## DOCUMENT
* * * * * * *

Wonder Film Review
By Kat Franklin
Wonder (2017) Lionsgate/ Lionsgate Film
Directed by Stephen Chbosky and based on the book by R.J Palacio, Wonder tells the story of a ten year old boy and the challenges he faced while entering fifth grade. It is not a story about deformity, but it is a story about an amazing kid and his experiences.
Auggie Pullman is anything but normal. His facial deformity, mandibulofacial dysostosis, is only a small part of what makes him different. Auggie is incredibly smart; he was homeschooled until fifth grade, when the movie begins. He’s witty, sarcastic, and possesses a dry humor perfectly mixed with the jokes of a young boy. So yes, Auggie thinks burps are funny. Auggie isn’t perfect, either; like all other characters of the movie, he makes mistakes. Auggie accepts his deformity and knows there’s nothing he can do to change it. He’s not delusional, nor does he believe that he will be immediately accepted. But Auggie has hope, which is much more important than a “normal” appearance.

* * * * * * *

## RECORD SET

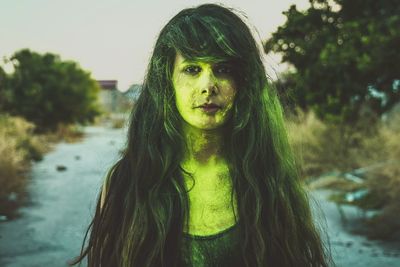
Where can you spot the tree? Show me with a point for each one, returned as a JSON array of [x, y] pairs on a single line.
[[345, 56], [48, 91]]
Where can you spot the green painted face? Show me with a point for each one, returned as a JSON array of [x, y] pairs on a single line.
[[204, 92]]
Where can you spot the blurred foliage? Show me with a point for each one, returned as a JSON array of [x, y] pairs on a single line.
[[18, 147], [345, 57], [329, 150], [47, 91]]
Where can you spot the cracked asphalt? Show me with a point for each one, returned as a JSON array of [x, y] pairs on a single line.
[[64, 187]]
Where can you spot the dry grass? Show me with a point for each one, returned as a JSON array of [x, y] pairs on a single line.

* * * * * * *

## TASK REQUIREMENTS
Repeat word for word the stretch of the Wonder review from "Wonder Film Review" through "and his experiences.".

## EXERCISE SOLUTION
Wonder Film Review
By Kat Franklin
Wonder (2017) Lionsgate/ Lionsgate Film
Directed by Stephen Chbosky and based on the book by R.J Palacio, Wonder tells the story of a ten year old boy and the challenges he faced while entering fifth grade. It is not a story about deformity, but it is a story about an amazing kid and his experiences.